* [DO THIS]:
Would you output the whole listing below, exactly as it reads?

— start —

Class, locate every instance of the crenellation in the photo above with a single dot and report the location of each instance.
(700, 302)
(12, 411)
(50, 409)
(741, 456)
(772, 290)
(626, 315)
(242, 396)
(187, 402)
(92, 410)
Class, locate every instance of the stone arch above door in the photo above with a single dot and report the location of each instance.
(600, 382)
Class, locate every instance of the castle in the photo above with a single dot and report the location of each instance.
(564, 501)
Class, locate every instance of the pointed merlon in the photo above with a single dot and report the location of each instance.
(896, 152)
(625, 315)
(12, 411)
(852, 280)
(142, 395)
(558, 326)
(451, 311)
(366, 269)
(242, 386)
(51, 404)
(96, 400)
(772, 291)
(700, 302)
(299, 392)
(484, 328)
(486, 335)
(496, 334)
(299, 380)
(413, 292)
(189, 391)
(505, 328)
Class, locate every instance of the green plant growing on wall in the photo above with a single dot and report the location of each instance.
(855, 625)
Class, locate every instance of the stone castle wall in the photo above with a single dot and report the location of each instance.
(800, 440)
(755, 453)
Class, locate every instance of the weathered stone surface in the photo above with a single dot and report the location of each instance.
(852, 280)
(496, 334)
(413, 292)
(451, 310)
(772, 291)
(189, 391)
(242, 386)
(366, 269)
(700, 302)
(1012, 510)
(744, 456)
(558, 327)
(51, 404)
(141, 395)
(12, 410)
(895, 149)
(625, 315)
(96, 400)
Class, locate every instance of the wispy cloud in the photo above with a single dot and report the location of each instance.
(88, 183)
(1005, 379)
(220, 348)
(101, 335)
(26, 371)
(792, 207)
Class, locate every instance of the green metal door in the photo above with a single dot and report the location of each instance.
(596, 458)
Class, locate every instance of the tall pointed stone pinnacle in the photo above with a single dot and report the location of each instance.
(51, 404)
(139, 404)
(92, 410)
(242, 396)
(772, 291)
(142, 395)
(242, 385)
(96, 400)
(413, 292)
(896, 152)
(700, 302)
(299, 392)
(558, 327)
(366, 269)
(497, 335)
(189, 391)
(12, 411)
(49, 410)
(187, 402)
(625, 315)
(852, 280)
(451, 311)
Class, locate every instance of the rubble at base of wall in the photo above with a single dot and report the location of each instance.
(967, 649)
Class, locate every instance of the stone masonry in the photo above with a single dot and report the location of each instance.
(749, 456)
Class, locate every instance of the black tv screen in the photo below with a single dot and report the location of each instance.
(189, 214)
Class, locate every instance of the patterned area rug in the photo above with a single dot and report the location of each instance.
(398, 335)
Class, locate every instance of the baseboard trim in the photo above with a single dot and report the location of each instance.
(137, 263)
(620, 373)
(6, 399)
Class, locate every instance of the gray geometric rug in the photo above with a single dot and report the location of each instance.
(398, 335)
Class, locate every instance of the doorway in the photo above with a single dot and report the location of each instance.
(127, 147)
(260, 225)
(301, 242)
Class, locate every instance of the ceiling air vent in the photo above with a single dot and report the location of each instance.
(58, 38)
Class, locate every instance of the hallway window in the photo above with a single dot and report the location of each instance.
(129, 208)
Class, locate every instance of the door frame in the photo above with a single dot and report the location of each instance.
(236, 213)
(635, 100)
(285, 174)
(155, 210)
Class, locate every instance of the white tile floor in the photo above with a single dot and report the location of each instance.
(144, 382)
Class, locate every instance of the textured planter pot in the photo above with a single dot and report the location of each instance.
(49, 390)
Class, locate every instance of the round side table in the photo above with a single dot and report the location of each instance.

— end —

* [TASK RESPONSE]:
Class, locate every instance of the crenellation in the photo above with a single dot and report the location of each instance.
(700, 302)
(12, 411)
(50, 409)
(741, 456)
(772, 290)
(626, 315)
(242, 396)
(187, 402)
(92, 410)
Class, locate every instance of the stone arch above door in the photo above with a single dot and report the location of each instance.
(600, 382)
Class, locate every instance of the castle in the photo above with a single dot and report the location of each instance.
(564, 501)
Class, locate every instance of the pointed merlon in the photo above with a single dot and report the location of each instance.
(896, 152)
(625, 315)
(12, 411)
(852, 280)
(142, 395)
(558, 326)
(451, 311)
(366, 269)
(242, 386)
(51, 404)
(96, 400)
(772, 291)
(700, 302)
(299, 392)
(484, 328)
(486, 335)
(496, 334)
(299, 380)
(413, 292)
(189, 391)
(505, 328)
Class, locate every instance of the green plant growing on wall in the photo above with a single dot and report the location of each instance.
(855, 625)
Class, locate every instance of the stone castle wall in the photo above with a single dot and report the location of each instance.
(800, 440)
(755, 453)
Class, locate every instance of the weathered stone surface in the photo above with a single dot and report the location of each instance.
(852, 280)
(496, 334)
(413, 292)
(451, 310)
(772, 291)
(189, 391)
(242, 386)
(366, 269)
(700, 302)
(1012, 510)
(744, 456)
(558, 327)
(51, 404)
(141, 395)
(12, 410)
(895, 149)
(625, 315)
(96, 400)
Class, locate every instance of the wispy cloud in the photo above with a single dot and report the location of each instance.
(88, 183)
(1005, 379)
(220, 348)
(101, 335)
(26, 371)
(792, 207)
Class, locate every instance of the green metal door in the photo above with a single dot and report the location of each instance.
(596, 458)
Class, locate every instance of the tall pointed stone pinnacle in the photo above with a single dot and report the location of each instance.
(51, 404)
(139, 404)
(92, 410)
(242, 396)
(772, 291)
(142, 395)
(242, 385)
(96, 400)
(413, 292)
(896, 152)
(700, 302)
(299, 392)
(558, 327)
(366, 269)
(497, 335)
(189, 391)
(12, 411)
(49, 410)
(187, 402)
(625, 315)
(852, 280)
(451, 311)
Class, locate every instance of the rubble at base of wall in the photo above with a single dot and report the location of each instance.
(967, 649)
Class, locate every instance of the stone masonry in the photo above with a single dot and report the location of each instance.
(749, 456)
Class, locate every instance of the black tv screen in the photo below with a single dot and report the location of each instance.
(189, 214)
Class, locate every instance of the patterned area rug in the photo above with a single dot and report the location of each instance.
(398, 335)
Class, locate every instance of the baseboard trim in the photo above with a single dot and report the location of each instance.
(137, 263)
(620, 373)
(6, 399)
Class, locate every instance of the gray geometric rug in the photo above with a single dot and report the location of each instance.
(398, 335)
Class, locate every instance of the doorway in the photo above with a single dot and report the location of each instance.
(127, 147)
(260, 225)
(301, 242)
Class, locate every instance of the ceiling air vent in the photo above with a single dot and report the location of each instance.
(58, 38)
Class, locate every instance of the hallway window in the photo above with a single dot and report the location of each instance.
(129, 208)
Class, locate every instance of the door frame in the photo above with a single dot and report the location of each instance.
(236, 213)
(635, 100)
(285, 174)
(155, 210)
Class, locate every instance of the white tile floor in the photo above with a single dot and report the location of each instance.
(144, 382)
Class, locate every instance of the textured planter pot in the photo above with a single dot and report the location of each instance.
(49, 390)
Class, locate every instance of the round side table in the photo above with a single dot and report the location of each instance.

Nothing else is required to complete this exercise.